The problem :: Could you give all the records below again with "Tag" replaced by "Mark" and every other word left as it is?

Source records ::

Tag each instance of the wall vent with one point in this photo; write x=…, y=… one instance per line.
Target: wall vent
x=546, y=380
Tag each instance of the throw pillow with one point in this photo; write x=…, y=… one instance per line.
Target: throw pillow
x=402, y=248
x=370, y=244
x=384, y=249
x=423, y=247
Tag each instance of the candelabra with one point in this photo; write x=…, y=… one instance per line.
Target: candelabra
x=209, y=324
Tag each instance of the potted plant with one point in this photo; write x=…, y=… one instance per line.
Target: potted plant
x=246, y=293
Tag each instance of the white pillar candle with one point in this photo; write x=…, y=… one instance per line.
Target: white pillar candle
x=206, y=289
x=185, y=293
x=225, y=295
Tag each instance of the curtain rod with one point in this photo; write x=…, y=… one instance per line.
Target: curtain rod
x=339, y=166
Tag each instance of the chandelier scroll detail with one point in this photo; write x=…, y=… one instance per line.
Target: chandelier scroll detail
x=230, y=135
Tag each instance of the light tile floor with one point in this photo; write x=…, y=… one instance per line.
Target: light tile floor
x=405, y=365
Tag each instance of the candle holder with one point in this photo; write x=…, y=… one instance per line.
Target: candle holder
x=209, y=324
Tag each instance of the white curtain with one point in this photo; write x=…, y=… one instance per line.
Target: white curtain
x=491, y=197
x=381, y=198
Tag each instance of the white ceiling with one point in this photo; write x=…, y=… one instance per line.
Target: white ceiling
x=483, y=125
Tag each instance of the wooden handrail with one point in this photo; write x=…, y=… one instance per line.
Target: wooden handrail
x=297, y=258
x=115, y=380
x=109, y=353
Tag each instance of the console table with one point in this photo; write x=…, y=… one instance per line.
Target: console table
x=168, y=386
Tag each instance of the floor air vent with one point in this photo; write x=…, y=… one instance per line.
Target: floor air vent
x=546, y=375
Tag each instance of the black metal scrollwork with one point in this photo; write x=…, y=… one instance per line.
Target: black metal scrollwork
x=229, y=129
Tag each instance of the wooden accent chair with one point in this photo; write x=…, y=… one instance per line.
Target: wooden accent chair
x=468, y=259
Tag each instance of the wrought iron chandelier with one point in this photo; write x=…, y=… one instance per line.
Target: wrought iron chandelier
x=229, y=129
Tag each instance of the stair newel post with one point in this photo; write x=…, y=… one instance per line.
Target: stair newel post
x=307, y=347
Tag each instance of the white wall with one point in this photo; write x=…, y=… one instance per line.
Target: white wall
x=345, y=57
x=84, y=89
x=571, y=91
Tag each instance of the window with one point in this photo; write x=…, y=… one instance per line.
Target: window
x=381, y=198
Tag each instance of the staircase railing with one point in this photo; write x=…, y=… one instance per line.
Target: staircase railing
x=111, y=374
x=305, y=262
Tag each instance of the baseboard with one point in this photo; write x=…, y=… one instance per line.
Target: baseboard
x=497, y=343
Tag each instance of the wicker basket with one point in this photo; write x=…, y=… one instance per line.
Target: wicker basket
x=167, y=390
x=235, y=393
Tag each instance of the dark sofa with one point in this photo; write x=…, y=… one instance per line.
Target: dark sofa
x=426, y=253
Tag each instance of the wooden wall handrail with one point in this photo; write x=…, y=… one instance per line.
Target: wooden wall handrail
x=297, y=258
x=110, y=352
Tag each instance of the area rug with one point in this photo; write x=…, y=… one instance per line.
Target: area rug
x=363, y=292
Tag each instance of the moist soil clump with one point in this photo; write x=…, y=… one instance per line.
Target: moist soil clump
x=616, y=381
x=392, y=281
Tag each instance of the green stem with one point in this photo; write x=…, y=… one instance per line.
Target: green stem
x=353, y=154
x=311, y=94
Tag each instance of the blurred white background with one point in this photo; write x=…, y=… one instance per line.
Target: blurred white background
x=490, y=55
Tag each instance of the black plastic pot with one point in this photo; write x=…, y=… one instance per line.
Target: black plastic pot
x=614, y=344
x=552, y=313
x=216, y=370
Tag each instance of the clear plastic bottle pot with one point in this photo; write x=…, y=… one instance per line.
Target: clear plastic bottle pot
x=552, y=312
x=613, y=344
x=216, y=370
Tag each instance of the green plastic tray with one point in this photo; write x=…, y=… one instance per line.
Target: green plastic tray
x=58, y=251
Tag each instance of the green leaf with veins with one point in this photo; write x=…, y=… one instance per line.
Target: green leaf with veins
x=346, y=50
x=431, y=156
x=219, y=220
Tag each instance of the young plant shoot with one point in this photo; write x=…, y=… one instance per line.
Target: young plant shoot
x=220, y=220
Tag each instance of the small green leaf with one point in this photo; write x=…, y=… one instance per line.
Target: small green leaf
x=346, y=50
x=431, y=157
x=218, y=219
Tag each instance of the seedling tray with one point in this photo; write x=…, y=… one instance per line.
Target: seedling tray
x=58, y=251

Exercise answer ::
Mark each instance of the wall vent with one point in this photo; write x=…, y=… one instance per line.
Target: wall vent
x=546, y=380
Mark each instance of the throw pillow with one point in this photo; write x=…, y=… one instance per line.
Target: throw pillow
x=402, y=248
x=370, y=244
x=384, y=249
x=423, y=247
Mark each instance of the candelabra with one point in this photo; write x=…, y=… one instance per line.
Target: candelabra
x=209, y=324
Mark each instance of the potted plant with one point in this photo; write x=…, y=… one instance per line.
Target: potted plant
x=246, y=293
Mark each instance of the white pillar candle with one point in this photo; write x=…, y=… one instance per line.
Target: white pillar candle
x=206, y=289
x=185, y=293
x=225, y=295
Mark each instance of the curtain rod with one point in this photo; write x=…, y=… one instance per line.
Target: curtain rod
x=339, y=166
Mark each instance of the chandelier scroll detail with one point in this photo; write x=…, y=… one instance per line.
Target: chandelier scroll detail
x=230, y=135
Mark each instance of the light tile floor with one point in this photo; write x=…, y=… one instance per line.
Target: light tile floor
x=405, y=365
Mark each instance of the candle holder with one point in this photo; write x=…, y=… one instance per line.
Target: candle holder
x=209, y=324
Mark each instance of the white curtain with one point in this photo; write x=…, y=… one instance per line.
Target: white curtain
x=491, y=197
x=381, y=198
Mark each instance of the white ceiling with one point in this photo; write x=…, y=… one instance per line.
Target: white ceiling
x=483, y=125
Mark each instance of the wooden handrail with one point in this photo; write x=…, y=… one instance per line.
Target: wooden handrail
x=297, y=258
x=115, y=380
x=109, y=353
Mark each instance of the console table with one point in this photo; write x=…, y=… one instance per line.
Target: console table
x=168, y=386
Mark each instance of the floor air vent with one point in this photo; write x=…, y=… one instance per line.
Target: floor air vent
x=546, y=375
Mark each instance of the black metal scrollwork with one point in this photo; write x=…, y=… one instance per line.
Target: black metal scrollwork
x=229, y=129
Mark each instance of the wooden accent chair with one point in this photo; write x=…, y=… one instance per line.
Target: wooden accent chair
x=468, y=259
Mark each instance of the wrought iron chandelier with one point in this photo; write x=…, y=… one instance per line.
Target: wrought iron chandelier
x=229, y=129
Mark each instance of the stair newel post with one point in this photo; write x=…, y=… one instance per line.
Target: stair newel post
x=307, y=347
Mark each instance of the white wall with one point in this photo; write x=…, y=… one instance per line.
Target: white wall
x=345, y=57
x=84, y=89
x=571, y=91
Mark each instance of the window with one point in this photo; write x=…, y=… one instance per line.
Target: window
x=381, y=198
Mark each instance of the staircase railing with one point in this photo; write x=…, y=… one instance per line.
Target: staircase railing
x=111, y=374
x=305, y=262
Mark each instance of the baseboard with one point in this photo; write x=…, y=… one instance per line.
Target: baseboard
x=497, y=343
Mark each instance of the wicker basket with one point in this photo; write x=…, y=… one instance per line.
Target: wicker basket
x=167, y=390
x=235, y=393
Mark each instance of the dark sofa with one point in this photo; write x=…, y=… one instance per line.
Target: dark sofa
x=426, y=253
Mark each instance of the wooden wall handrail with one point in this photo; write x=…, y=… one instance per line.
Target: wooden wall handrail
x=297, y=258
x=110, y=352
Mark each instance of the area rug with one point in this photo; write x=…, y=… one instance per line.
Target: area rug
x=363, y=292
Mark each instance of the moist soil clump with one point in this photo; write x=…, y=… one instance per line.
Target: moist soil clump
x=616, y=381
x=392, y=281
Mark each instance of the green stem with one point in this photo; write x=…, y=… one instance per line.
Target: green stem
x=353, y=154
x=311, y=94
Mark each instance of the blurred white background with one point in this photo; write x=…, y=… one instance per line.
Target: blurred white background
x=490, y=55
Mark each instance of the black plastic pot with one point in this photo; write x=…, y=… one instance per line.
Target: black plastic pot
x=614, y=344
x=552, y=313
x=216, y=370
Mark each instance of the clear plastic bottle pot with one point in this photo; write x=…, y=… one instance per line.
Target: clear plastic bottle pot
x=552, y=312
x=613, y=344
x=216, y=370
Mark each instance of the green plastic tray with one point in this photo; write x=…, y=… one instance per line.
Target: green plastic tray
x=58, y=251
Mark each instance of the green leaf with veins with one point in this photo; write x=…, y=… one instance per line.
Target: green leaf with veins
x=346, y=50
x=431, y=156
x=219, y=220
Mark each instance of the young plant shoot with one point in this photo; write x=…, y=… one instance per line.
Target: young plant shoot
x=220, y=220
Mark each instance of the small green leaf with one point in this photo; write x=…, y=… one instance per line.
Target: small green leaf
x=346, y=50
x=431, y=157
x=218, y=219
Mark each instance of the seedling tray with one point in this photo; write x=…, y=… one instance per line.
Target: seedling tray
x=58, y=251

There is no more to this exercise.